Comédie dramatique écrite et mise en scène par Yann Reuzeau, avec Emmanuel De Sablet, Raphaël D'Olce, Walter Hotton, Didier Mérigou, Leïla Moguez, Manga N'Djomo et Sophie Vonlanthen.
Avec "Chute d'une nation", Yann Reuzeau s'est attelé à une fresque théâtrale d'envergure : une fiction épique et politique en 4 épisodes pour plonger de manière haletante, tant en la forme - quasi cinétique - qu'au fond, dans les luttes de pouvoir et les arcanes de la politique politicienne ce qui, de surcroît, s'avère particulièrement d'actualité compte tenu de la toute prochaine échéance électorale.
Le premier volet, tout à fait réussi, intitulé "La petite phrase", dévoilait la manipulation et la stratégie opérées au sein des hautes instances d'un parti, de gauche en l'occurrence et quelque peu en déroute, confronté à une élection présidentielle périlleuse face à une très populaire présidente sortante de droite assurée de sa réélection et la menace d'une poussée de l'extrême droite.
Pour éliminer un retour de flamme d'un vieux dinosaure du parti à l'auréole quelque peu ternie, est désigné d'office pour le rôle de bombe humaine un obscur député anonyme et laborieux qui se laisse prendre au piège de l'aventure et à la montée d'adrénaline qu'elle déclenche.
Ledit député, catalogué par ses homologues comme faisant du tourisme politique mais ayant reçu une belle audience médiatique, se pique au jeu et postule pour l'investiture de son parti. Ainsi, le deuxième opus, bien nommé "Fratricide", qui pourrait être sous-titré "campagne au bord de la crise de nerfs", immerge le spectateur dans les coulisses impitoyables d'une campagne pour les primaires.
Face à sa principale adversaire, campée avec assurance par Manga N'Djomo, une redoutable professionnelle sans états d'âme, pris dans la tourmente de ce qui s'avère davantage une course au pouvoir qu'un démocratique combat d'idées, Walter Hotton, impérial dans cette irrésistible ascension d'un député ordinaire fort de ses convictions et fiers de ses valeurs, connaît le baptême du feu avec son équipe de néophytes.

Entrées d'un jeu de données:
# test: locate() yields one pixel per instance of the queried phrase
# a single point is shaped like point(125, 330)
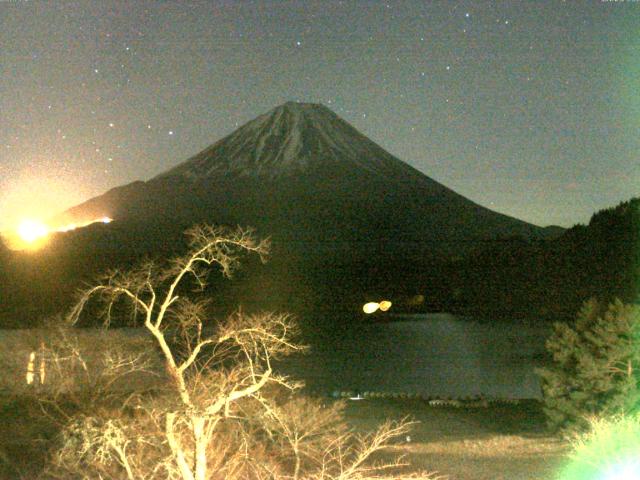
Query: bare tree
point(224, 412)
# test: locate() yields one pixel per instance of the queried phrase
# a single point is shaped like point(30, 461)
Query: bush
point(222, 411)
point(611, 451)
point(596, 366)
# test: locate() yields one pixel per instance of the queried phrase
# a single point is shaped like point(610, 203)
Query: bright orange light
point(31, 231)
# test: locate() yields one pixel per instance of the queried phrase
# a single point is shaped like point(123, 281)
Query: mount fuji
point(304, 176)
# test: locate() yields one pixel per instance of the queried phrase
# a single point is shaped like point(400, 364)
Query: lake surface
point(437, 355)
point(434, 355)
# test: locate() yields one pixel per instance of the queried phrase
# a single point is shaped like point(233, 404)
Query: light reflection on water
point(437, 355)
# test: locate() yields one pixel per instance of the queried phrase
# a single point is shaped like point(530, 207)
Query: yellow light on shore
point(372, 307)
point(385, 305)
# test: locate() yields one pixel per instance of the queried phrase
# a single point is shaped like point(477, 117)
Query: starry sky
point(530, 108)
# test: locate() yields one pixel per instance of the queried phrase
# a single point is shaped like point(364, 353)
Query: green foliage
point(596, 366)
point(611, 450)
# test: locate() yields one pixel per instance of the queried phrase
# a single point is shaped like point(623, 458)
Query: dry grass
point(499, 442)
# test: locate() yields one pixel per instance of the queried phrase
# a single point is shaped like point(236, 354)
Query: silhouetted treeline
point(509, 278)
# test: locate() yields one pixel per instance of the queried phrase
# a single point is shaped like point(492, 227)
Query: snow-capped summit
point(301, 173)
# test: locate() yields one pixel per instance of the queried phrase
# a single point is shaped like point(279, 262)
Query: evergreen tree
point(596, 366)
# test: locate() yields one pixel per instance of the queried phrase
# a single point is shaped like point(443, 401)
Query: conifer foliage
point(596, 366)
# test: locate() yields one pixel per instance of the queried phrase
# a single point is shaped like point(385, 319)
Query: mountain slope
point(301, 172)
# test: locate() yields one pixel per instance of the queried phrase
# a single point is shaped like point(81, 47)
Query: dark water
point(438, 355)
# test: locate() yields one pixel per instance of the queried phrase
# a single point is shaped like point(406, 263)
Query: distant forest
point(511, 278)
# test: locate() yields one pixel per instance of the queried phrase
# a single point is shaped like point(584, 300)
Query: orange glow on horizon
point(32, 234)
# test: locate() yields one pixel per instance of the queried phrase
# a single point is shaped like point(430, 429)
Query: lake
point(434, 355)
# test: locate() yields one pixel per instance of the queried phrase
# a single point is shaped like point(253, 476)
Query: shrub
point(610, 451)
point(595, 368)
point(222, 411)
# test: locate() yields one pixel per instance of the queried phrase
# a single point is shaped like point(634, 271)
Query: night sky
point(529, 108)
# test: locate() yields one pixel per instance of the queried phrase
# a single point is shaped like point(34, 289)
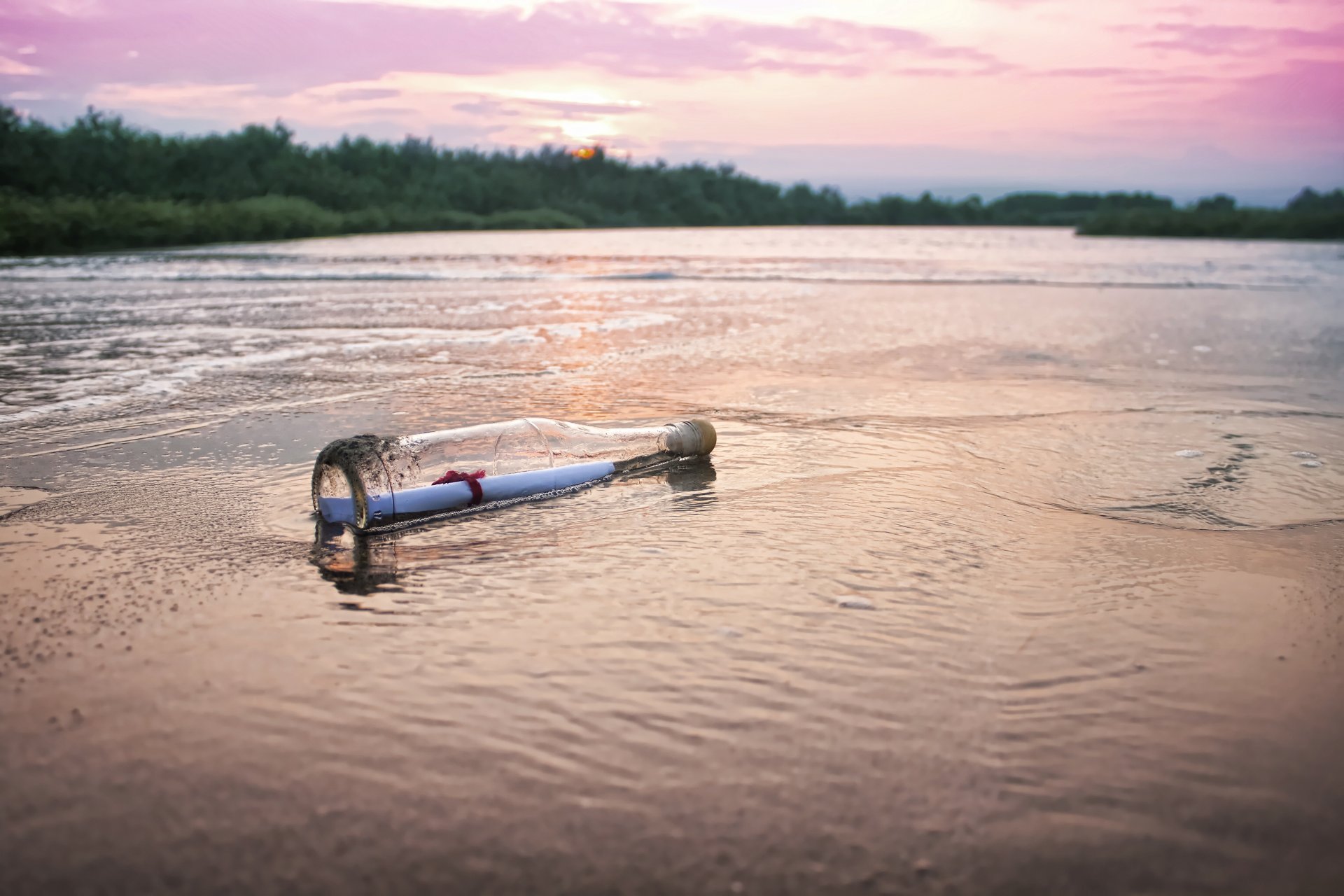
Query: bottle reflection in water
point(354, 564)
point(370, 480)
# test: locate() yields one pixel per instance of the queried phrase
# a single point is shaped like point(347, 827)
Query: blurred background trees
point(104, 184)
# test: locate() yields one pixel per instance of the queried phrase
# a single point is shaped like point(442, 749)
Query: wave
point(654, 276)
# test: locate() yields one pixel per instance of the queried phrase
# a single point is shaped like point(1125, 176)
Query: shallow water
point(1008, 573)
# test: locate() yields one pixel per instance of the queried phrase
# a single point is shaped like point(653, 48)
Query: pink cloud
point(289, 45)
point(1237, 41)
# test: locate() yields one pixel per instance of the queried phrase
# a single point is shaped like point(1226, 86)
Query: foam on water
point(986, 587)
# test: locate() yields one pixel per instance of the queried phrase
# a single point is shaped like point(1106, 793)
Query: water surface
point(1019, 568)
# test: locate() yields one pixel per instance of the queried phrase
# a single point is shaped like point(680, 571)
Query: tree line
point(101, 184)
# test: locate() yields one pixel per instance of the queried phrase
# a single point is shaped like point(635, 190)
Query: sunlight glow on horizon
point(1253, 88)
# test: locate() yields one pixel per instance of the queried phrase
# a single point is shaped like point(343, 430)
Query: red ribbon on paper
point(470, 479)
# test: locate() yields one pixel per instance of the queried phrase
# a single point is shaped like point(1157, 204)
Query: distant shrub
point(533, 219)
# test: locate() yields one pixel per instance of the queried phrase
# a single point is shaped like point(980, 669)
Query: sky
point(873, 96)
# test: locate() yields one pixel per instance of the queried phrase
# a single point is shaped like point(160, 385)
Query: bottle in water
point(370, 480)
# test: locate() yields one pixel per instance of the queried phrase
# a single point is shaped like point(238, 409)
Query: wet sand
point(1091, 664)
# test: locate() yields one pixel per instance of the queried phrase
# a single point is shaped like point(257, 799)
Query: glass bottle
point(372, 480)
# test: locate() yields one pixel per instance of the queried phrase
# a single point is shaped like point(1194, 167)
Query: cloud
point(360, 94)
point(290, 45)
point(17, 69)
point(1240, 41)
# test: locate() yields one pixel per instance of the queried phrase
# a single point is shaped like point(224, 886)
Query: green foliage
point(102, 184)
point(1310, 216)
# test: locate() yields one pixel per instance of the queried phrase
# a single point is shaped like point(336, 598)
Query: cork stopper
point(692, 438)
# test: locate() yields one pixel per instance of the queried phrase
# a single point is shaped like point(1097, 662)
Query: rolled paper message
point(452, 496)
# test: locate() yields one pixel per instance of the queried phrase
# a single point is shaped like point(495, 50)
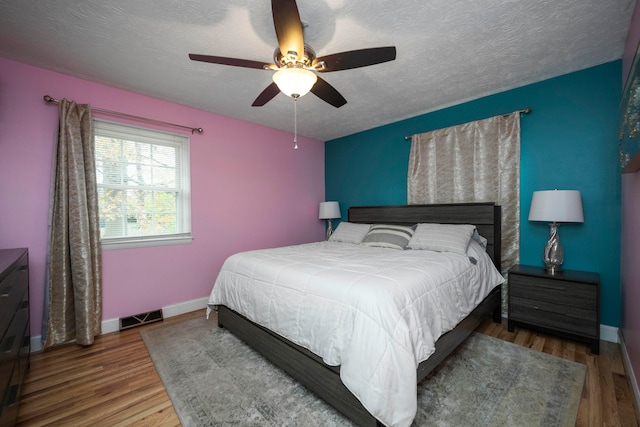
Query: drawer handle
point(8, 344)
point(12, 394)
point(555, 288)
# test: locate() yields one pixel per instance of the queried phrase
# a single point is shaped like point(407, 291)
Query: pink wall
point(630, 268)
point(250, 189)
point(632, 43)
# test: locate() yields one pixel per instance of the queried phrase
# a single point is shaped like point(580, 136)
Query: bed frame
point(324, 380)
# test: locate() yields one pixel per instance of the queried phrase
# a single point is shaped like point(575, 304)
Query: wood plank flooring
point(114, 382)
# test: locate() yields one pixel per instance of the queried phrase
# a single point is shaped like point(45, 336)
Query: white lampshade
point(294, 82)
point(556, 206)
point(329, 210)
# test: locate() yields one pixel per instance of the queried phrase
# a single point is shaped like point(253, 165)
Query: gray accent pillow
point(349, 232)
point(442, 237)
point(388, 236)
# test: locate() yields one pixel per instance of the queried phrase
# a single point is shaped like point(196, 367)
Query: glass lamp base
point(553, 253)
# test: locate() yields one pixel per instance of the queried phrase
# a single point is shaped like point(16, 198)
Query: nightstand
point(566, 303)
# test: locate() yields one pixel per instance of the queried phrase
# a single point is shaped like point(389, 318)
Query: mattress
point(375, 312)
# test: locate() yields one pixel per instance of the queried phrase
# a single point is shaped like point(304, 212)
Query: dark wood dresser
point(566, 303)
point(15, 343)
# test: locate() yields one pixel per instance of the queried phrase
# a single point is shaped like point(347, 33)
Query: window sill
point(145, 242)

**CONSIGNE 1:** Réécrivez le passage du texte sur « Chute d'une nation » allant de "Le premier volet, tout" jusqu'à "de l'extrême droite.", en remplaçant "élection présidentielle" par "élection législative".
**CONSIGNE 2:** D'après le texte sur « Chute d'une nation », quel est le titre du deuxième volet ?
**CONSIGNE 3:** Écrivez la suite du texte sur « Chute d'une nation » à partir de sa dernière phrase.
Ces données forment un ensemble indépendant du texte sur « Chute d'une nation ».

**CORRIGÉ 1:**
Le premier volet, tout à fait réussi, intitulé "La petite phrase", dévoilait la manipulation et la stratégie opérées au sein des hautes instances d'un parti, de gauche en l'occurrence et quelque peu en déroute, confronté à une élection législative périlleuse face à une très populaire présidente sortante de droite assurée de sa réélection et la menace d'une poussée de l'extrême droite.

**CORRIGÉ 2:** Le deuxième volet s'intitule « Fratricide ».

**CORRIGÉ 3:**
Dans son aréopage, naissent tensions et dissensions entre son assistante devenue sa porte-parole officielle dont la pugnacité et l'enthousiasme demeurent inébranlables (Sophie Vonlanthen subtile dans l'évolution d'un personnage qui s'affirme et manifeste des velléités d'ambition personnelle), la jeune militante propulsée chargée de communication qui commence à déchanter face aux réalités concrètes (Leila Moguez tout à fait juste dans la ferveur érodée) et son directeur de campagne submergé tant par ses problèmes personnels que par ce trio incontrôlable (Didier Mérigou qui passe du jeune loup au looser pathétique).
Par ailleurs, le rôle de la presse et du leadership économico-financier n'est pas oublié avec un journaliste à la solde d'un journal dit "d'opinion" enchaîné par les impératifs commerciaux de son employeur et un homme d'affaires ultra-libéral devenu un populaire gourou du micro-crédit qui marche à l'instinct, interprétés avec beaucoup de verve et d'humour à froid respectivement par Raphaël d'Olce et Emmanuel de Sablet.
La plume de Yann Reuzeau
est toujours aussi inspirée et efficace, intrigue rondement menée et dialogues vifs, et il a su décoder et distiller en édifiant nectar satirique le réalité-show politique. Par ailleurs, dans cette deuxième époque, il a su insufflé un rythme crescendo en introduisant des inattendus rebondissements et ajouter une tonalité supplémentaire en greffant les prémisses de relations extra-professionnelles qui intéressent l'intime des personnages.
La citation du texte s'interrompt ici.